### TASK PROMPT:
Only the lines from the line containing "Locate the brown uniform" to the end of the entries should be repeated, exactly as they appear.

### RECORDS SUPPLIED:

# # # # #

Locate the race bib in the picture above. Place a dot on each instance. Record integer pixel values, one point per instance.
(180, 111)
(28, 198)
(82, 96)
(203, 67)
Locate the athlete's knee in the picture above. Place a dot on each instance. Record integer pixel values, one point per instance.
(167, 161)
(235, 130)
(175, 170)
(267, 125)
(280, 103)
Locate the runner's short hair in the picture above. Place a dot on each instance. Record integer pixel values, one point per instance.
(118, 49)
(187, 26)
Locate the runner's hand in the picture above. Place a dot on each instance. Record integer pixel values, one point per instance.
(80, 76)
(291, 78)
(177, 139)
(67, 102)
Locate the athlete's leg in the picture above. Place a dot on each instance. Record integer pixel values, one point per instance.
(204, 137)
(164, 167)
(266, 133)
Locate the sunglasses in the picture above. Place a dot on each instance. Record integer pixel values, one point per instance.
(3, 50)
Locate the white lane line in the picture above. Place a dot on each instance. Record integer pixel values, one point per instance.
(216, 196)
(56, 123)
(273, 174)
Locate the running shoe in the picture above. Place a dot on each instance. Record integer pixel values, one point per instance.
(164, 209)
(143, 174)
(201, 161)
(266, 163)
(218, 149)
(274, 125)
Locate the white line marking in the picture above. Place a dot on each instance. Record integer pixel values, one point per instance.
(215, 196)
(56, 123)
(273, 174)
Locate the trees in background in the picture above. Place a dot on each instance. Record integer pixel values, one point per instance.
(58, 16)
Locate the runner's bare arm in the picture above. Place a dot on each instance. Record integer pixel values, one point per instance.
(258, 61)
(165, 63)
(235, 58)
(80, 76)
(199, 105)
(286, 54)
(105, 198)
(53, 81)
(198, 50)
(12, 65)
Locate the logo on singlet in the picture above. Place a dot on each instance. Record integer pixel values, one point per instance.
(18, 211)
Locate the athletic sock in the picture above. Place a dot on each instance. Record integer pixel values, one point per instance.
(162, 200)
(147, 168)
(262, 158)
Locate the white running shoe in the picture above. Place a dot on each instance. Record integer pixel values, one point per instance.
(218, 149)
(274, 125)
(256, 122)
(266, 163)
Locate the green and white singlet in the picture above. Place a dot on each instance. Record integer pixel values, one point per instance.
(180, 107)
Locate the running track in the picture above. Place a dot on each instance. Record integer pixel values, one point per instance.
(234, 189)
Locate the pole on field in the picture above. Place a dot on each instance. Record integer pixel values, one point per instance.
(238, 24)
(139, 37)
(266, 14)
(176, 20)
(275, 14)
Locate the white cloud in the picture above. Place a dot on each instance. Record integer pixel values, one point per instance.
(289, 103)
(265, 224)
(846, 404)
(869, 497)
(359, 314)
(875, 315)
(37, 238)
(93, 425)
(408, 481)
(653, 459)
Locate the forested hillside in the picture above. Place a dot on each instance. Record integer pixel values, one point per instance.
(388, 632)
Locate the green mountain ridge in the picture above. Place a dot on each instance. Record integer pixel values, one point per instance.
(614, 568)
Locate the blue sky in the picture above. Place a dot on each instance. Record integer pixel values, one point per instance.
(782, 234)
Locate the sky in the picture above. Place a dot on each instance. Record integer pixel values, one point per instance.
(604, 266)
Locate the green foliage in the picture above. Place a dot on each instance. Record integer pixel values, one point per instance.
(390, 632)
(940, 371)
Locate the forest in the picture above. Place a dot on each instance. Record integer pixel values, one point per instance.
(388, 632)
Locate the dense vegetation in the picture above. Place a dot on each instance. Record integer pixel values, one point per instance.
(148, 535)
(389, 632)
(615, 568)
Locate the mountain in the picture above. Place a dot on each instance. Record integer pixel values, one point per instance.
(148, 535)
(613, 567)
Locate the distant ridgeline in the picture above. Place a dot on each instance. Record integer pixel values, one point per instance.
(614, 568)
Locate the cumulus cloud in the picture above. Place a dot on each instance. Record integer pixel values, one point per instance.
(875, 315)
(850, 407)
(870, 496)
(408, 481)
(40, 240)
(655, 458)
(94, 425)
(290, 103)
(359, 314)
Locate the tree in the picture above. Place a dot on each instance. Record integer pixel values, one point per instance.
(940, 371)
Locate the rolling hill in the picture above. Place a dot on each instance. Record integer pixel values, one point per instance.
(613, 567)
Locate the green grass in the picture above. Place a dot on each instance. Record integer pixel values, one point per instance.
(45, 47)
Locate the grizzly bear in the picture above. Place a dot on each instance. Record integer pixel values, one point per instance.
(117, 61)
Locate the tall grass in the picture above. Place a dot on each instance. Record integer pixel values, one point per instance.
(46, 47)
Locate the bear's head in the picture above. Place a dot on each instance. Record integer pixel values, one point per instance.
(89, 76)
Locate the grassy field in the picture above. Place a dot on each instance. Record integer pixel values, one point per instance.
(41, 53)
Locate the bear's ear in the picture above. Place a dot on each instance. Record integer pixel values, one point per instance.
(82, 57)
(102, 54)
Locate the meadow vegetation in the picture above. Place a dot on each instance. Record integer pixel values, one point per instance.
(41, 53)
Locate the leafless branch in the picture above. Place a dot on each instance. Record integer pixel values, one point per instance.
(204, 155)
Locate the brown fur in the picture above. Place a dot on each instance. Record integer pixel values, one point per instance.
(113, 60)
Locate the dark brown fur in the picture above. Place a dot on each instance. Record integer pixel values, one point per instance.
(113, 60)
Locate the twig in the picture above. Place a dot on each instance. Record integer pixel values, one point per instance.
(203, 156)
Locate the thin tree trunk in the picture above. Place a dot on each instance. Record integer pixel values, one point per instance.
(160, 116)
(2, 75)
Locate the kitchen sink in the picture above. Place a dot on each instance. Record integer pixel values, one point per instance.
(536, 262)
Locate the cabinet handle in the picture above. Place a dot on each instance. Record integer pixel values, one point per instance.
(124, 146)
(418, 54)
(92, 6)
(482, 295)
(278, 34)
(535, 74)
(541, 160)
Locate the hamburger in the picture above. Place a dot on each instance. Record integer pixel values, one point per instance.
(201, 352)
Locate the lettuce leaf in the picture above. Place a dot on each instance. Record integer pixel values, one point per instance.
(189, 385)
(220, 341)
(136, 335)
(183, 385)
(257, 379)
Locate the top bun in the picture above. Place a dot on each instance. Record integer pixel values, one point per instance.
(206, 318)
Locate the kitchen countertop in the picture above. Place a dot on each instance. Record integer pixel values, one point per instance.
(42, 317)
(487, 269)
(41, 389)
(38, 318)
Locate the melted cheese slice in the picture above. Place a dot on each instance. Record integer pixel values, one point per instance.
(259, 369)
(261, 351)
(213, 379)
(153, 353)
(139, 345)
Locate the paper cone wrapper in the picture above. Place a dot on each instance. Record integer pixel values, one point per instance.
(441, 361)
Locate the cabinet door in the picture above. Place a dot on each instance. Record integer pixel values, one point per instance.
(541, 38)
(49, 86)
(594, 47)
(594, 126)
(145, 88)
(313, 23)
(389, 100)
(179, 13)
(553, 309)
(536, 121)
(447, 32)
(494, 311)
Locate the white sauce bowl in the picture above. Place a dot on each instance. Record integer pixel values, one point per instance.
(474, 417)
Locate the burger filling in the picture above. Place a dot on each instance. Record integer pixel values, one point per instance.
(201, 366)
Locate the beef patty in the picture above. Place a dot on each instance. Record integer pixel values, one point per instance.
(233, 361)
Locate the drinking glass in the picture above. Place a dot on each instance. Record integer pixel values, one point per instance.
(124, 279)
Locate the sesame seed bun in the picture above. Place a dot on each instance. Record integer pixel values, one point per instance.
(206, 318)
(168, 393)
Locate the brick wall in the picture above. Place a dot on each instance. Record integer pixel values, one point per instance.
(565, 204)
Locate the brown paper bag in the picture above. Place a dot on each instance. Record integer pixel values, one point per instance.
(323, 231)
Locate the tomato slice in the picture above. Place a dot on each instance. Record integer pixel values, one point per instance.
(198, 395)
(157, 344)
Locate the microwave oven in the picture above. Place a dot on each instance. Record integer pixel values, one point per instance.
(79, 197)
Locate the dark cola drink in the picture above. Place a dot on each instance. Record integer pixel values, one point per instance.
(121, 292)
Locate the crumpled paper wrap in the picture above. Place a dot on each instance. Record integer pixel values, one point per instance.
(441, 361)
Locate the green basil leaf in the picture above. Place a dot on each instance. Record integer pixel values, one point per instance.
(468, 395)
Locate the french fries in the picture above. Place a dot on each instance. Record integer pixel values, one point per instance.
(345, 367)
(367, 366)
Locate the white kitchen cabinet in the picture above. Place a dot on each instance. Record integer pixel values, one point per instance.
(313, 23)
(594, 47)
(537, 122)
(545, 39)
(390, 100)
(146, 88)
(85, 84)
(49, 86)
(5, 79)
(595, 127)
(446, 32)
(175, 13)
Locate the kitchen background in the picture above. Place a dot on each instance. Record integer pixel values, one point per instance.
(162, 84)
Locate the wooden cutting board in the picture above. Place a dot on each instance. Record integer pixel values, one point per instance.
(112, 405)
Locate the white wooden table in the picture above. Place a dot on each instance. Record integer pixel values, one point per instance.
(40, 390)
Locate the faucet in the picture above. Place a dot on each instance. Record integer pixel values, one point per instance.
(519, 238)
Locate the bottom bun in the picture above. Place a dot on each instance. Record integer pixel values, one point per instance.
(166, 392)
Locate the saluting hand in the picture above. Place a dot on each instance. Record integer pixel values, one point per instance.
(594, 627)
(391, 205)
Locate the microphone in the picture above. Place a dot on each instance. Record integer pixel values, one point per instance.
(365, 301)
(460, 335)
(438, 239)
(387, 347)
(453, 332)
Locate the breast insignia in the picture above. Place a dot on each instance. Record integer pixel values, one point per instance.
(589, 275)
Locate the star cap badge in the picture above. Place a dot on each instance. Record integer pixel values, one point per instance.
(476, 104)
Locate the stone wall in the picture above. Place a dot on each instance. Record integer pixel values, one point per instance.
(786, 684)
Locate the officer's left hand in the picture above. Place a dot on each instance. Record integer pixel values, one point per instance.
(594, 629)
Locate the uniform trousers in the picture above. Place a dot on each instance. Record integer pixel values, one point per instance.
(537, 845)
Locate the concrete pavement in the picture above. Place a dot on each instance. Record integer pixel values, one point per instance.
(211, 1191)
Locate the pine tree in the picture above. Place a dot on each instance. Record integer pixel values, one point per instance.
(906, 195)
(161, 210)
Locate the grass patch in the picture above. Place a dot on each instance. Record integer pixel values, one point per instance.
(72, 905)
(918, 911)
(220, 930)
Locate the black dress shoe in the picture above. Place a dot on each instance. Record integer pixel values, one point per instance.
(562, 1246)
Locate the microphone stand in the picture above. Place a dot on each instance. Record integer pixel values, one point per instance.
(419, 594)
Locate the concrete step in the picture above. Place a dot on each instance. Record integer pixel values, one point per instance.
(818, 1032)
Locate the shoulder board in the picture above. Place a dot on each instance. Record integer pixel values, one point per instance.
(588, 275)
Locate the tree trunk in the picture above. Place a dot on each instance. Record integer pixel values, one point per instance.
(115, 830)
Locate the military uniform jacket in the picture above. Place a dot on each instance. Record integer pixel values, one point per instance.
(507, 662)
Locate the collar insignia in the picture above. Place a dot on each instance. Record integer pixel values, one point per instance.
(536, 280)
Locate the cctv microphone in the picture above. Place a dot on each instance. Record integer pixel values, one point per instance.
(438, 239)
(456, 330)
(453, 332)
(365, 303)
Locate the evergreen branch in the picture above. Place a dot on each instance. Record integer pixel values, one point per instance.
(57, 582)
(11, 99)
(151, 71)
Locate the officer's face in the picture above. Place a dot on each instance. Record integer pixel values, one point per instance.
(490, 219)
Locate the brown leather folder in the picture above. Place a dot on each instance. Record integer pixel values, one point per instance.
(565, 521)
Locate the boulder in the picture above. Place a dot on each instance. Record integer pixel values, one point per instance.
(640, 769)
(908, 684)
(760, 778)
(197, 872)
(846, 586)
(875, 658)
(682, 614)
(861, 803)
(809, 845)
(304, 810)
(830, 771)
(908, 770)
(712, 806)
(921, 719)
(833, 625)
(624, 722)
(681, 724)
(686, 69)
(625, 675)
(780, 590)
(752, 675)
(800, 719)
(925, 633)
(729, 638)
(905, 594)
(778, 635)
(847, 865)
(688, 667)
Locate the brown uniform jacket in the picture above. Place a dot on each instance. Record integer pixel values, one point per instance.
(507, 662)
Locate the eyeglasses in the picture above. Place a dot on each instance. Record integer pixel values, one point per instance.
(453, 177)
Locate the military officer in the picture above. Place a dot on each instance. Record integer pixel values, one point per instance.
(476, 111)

# # # # #

### SOLUTION TO THIS PROBLEM:
Locate the brown uniform jacket in the picture above. Place a dot on each instance. Record integer pixel values, one point per instance.
(507, 662)
Locate the eyeglasses in the picture above. Place a dot on each instance. Record integer pixel values, one point per instance.
(453, 177)
Locate the military officer in the picture above. Place a dot on each instance. Record integer pixel values, one point per instance.
(476, 111)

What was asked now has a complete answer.